>> START Material

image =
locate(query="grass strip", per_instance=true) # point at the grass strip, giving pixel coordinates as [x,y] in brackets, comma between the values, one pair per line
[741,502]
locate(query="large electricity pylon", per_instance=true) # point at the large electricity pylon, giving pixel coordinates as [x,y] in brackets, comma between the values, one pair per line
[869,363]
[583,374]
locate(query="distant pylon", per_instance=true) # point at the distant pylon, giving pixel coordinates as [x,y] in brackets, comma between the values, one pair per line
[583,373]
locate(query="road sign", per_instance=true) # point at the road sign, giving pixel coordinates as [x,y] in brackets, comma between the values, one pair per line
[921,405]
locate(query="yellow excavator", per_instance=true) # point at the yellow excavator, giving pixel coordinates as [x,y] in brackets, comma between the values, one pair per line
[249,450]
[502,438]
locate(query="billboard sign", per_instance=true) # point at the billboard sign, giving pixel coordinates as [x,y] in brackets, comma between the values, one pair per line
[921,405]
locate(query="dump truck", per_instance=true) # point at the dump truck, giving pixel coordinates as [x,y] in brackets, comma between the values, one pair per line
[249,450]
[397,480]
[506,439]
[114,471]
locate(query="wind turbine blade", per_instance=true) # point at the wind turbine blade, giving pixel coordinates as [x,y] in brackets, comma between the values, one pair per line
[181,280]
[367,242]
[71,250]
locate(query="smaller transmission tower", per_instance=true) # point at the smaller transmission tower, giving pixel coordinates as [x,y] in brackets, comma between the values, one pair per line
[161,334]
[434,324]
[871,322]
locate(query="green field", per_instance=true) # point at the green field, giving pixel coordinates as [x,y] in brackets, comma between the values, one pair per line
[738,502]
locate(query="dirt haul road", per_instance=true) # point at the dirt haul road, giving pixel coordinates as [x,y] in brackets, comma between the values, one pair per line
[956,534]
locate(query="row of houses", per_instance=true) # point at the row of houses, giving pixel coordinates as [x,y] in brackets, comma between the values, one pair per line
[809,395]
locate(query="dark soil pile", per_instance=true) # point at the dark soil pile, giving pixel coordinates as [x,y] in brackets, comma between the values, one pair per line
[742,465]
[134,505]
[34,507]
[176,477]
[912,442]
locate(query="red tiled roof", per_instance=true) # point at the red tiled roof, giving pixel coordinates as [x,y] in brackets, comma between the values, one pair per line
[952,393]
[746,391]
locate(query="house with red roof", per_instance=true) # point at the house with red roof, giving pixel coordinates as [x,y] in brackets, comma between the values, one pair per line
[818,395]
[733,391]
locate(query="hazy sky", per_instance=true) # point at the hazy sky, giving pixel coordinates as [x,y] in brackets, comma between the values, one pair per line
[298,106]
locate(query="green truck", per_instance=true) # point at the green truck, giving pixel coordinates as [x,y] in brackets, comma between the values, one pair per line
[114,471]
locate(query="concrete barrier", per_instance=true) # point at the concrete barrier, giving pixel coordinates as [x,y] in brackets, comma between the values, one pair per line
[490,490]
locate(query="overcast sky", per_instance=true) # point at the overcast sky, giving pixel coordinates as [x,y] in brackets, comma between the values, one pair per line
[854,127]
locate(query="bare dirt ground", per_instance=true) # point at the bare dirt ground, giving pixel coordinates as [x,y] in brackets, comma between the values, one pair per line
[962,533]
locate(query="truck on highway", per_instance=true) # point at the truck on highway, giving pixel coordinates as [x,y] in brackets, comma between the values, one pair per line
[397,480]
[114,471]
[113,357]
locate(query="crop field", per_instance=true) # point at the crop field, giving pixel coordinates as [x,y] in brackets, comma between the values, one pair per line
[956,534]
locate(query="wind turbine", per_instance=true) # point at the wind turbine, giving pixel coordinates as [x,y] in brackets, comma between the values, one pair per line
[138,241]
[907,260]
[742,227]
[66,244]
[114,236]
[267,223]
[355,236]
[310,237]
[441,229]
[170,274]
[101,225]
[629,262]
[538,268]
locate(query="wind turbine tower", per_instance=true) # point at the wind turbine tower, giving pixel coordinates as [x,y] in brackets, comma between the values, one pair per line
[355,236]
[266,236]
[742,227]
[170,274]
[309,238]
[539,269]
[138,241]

>> END Material

--- Exercise instructions ---
Copy the listing above line for line, exactly as it stands, from start to finish.

--- Answer to this task ---
image =
locate(query="grass strip", per_instance=true) # point at the grass strip, giving pixel coordinates as [x,y] in brackets, comma between the values, one pair per line
[741,502]
locate(query="large electricity pylon", per_instance=true) # point at the large electricity pylon, giving pixel coordinates as [x,y] in brackets, comma between the values, one pair per line
[869,363]
[583,374]
locate(query="distant pylon", per_instance=true) # point at the distant pylon, giving pixel coordinates as [x,y] in brackets, comma between the values, one pair per line
[583,373]
locate(query="road sign", per_instance=true) # point at the road sign, giving pixel coordinates as [x,y] in brackets, comma between the values, one pair per line
[921,405]
locate(query="yellow excavator", per_instance=true) # point at the yellow excavator, giving pixel coordinates as [x,y] in brackets, comma between the values, one pair per line
[249,450]
[502,438]
locate(query="billboard sign", per_instance=true) # point at the billboard sign, giving pixel coordinates as [x,y] in brackets, comma between the values, one pair per line
[921,405]
locate(query="dump truck", per_instance=true) # point at the dump truck, giving pixel coordinates as [x,y] in brackets, comma between the values, one pair per line
[249,450]
[397,480]
[506,439]
[114,471]
locate(query="wind turbine blade", per_instance=true) # point at the wind turbine blade, giving pixel coordinates as [x,y] in brackets, comma between the values, one pair per line
[181,280]
[367,242]
[71,250]
locate(query="smaller transmission tower", per_instance=true) # point at the smaller transmission tower, giving pixel coordinates as [x,y] in brackets, comma between the values, one pair per line
[161,334]
[434,324]
[871,322]
locate(query="green field", per_instance=true) # point at the green field, giving pixel coordinates as [x,y] in brackets, comma between the values, one pair per line
[738,502]
locate(query="dirt haul road", per_instance=true) # point at the dirt haul road, giving pixel coordinates as [x,y] in brackets, comma between the values, one pair per line
[956,534]
locate(query="row of houses", per_instance=true) # point at the row of houses, giving pixel coordinates as [x,y] in brackets, comma between the values, one pair per line
[809,395]
locate(query="dark soil pile", per_instance=true) # point at the dark soil pile, giving pixel coordinates as [x,y] in brackets, comma between the values, one pair per line
[742,465]
[134,505]
[34,507]
[176,477]
[912,442]
locate(query="red tiled roof", per_instance=true) # point at the red tiled roof, giving pixel coordinates as [x,y] in brackets, comma between the values, one pair per line
[952,393]
[746,391]
locate(query="house with red roof", per_instance=true) # point at the house with red roof, giving pixel coordinates as [x,y] in brackets, comma between the values, one pair per line
[818,395]
[733,391]
locate(query="hazy sky", per_instance=true) # point at the hazy sky, giving pixel coordinates as [x,y] in brackets, comma between the values, one pair per line
[298,106]
locate(query="green truck", per_instance=true) # point at the green truck, giving pixel coordinates as [x,y] in brackets, comma between the values, one pair per line
[114,471]
locate(query="concrete barrier", per_instance=true) # point at the concrete barrier, giving pixel coordinates as [x,y] in brackets, comma between the values, one pair per line
[490,490]
locate(query="overcast sky", per_instance=true) # point at the overcast sky, giving pixel coordinates as [x,y] in brackets, comma between the values, one pair per line
[854,127]
locate(query="bare dirt ground", per_instance=true) # point at the bare dirt ground, giving pixel coordinates as [x,y] in brackets, comma between the values, one pair per line
[962,533]
locate(query="truck on highway", per_instance=true) # point at the truck on highway, giving pixel coordinates as [x,y] in brackets, comma between the values, one pair per line
[397,480]
[114,471]
[113,357]
locate(query="crop field", per_instance=true) # point at the crop field, giving pixel coordinates as [x,y] in brackets, comma between the values, one pair per line
[956,534]
locate(query="wind turbine", per_instance=true) # point at the wind turbine, giving pixel coordinates as [x,y] in brackets, comma between the values, one pair per line
[138,241]
[907,260]
[742,227]
[66,244]
[114,236]
[267,223]
[355,236]
[310,237]
[441,229]
[170,274]
[101,225]
[629,262]
[538,268]
locate(query="wind turbine tower", per_instance=true) # point at the wind turbine tower, giving pixel coordinates as [x,y] in brackets, comma between the values, one pair per line
[355,236]
[266,236]
[742,227]
[170,274]
[309,238]
[539,269]
[138,241]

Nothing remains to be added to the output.